[Point placement records]

● ● ● ● ● ● ●

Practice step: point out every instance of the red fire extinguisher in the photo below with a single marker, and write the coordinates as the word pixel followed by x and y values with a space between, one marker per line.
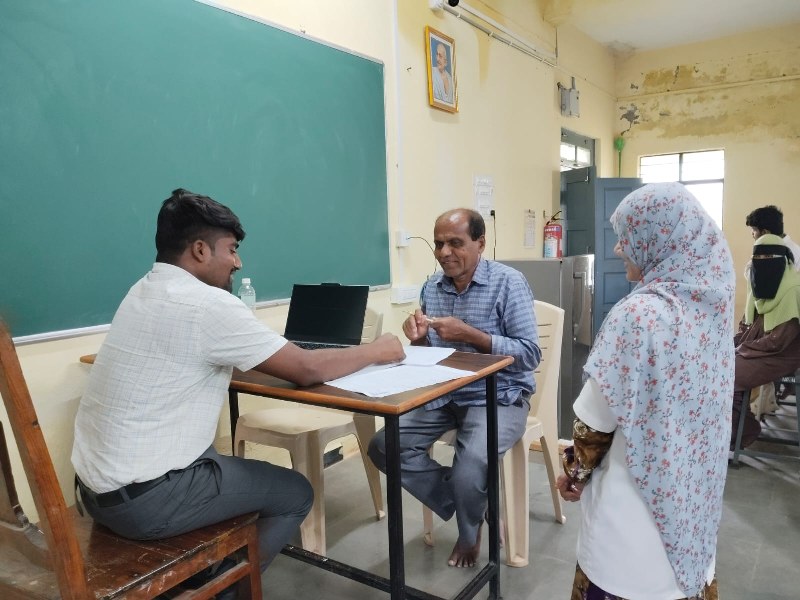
pixel 553 233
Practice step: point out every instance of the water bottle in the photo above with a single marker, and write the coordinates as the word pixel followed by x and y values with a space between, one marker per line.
pixel 248 294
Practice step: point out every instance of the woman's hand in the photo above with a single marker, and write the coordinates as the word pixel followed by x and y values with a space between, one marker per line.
pixel 571 492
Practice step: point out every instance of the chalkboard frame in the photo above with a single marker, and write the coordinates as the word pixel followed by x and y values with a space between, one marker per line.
pixel 95 146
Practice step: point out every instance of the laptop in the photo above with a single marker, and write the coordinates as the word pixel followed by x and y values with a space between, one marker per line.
pixel 326 315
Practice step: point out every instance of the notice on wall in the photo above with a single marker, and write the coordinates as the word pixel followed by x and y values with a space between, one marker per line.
pixel 483 192
pixel 529 226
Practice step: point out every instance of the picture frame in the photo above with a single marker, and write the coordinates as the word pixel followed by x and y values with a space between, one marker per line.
pixel 440 54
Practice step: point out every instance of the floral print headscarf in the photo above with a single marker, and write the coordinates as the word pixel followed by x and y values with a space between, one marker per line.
pixel 664 361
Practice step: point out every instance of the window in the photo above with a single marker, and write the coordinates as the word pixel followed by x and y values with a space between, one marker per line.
pixel 703 174
pixel 577 151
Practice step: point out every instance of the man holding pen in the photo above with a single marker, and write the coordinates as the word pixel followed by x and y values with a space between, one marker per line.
pixel 472 305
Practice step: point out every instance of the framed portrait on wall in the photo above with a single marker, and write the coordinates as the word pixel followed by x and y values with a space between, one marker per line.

● ● ● ● ● ● ●

▶ [What to do] Recast the records above as a numbered list, leaving out any blank lines and the pictures.

▶ [Written solution]
1. Practice step: point out every instance of the red fire extinguisher in the photo below with a single marker, and write the coordinates as the word pixel followed by x and y values with a space between, one marker per line.
2. pixel 553 233
3. Practice step: point out every instance of the water bottle in the photo above with a single marker, and write the coordinates as the word pixel followed by x and y values with a space between, one marker per line.
4. pixel 248 294
5. Practice step: point out every instance of the woman's hand in the photo above with a single marker, and write the coordinates as the word pixel followed by x and y values with a space between, one marker per line.
6. pixel 571 492
7. Practice step: point out every instance of the chalkboard frame in the photo above with a single marker, and write the coordinates as the word pixel followed by x and y values with a space between, one marker per line.
8. pixel 95 146
9. Practice step: point out every instance of the laptop in the photo above with a single marker, and write the coordinates as the word pixel followed by x and y values with a space between, one marker per line.
10. pixel 326 315
11. Practice step: point out every instance of the notice on wall in the photo above with a single marker, and write the coordinates as the word pixel followed by x and y values with a space between, one marker per line.
12. pixel 483 192
13. pixel 529 226
14. Practice step: point out every instance of the picture frame in the photo above with a single marker, and write the coordinates as the word pixel followed by x and y values with a space between, one marker per line.
15. pixel 440 54
16. Practice step: point out every instance of the floral print headscarf in the photo above with a single marker, and write the coordinates as the word pixel followed by x and y values with a space between, one marker per line.
17. pixel 664 361
18. Practice step: point out every instance of the window in the photo above with a single marker, and write the coordinates as the word pixel followed by x and y values with a space between, one marker per line.
19. pixel 703 174
20. pixel 577 151
21. Practice step: point out every instance of the man holding pen in the photo above with a single marker, and write the coordinates as the word pixel followed by x and y values with a space between, one marker per line.
22. pixel 472 305
23. Practice step: point out every instance of the framed portrait on wall in the photo above with a single marker, and write the coordinates as the word pixel followed by x and y values with a space between, one marker per line.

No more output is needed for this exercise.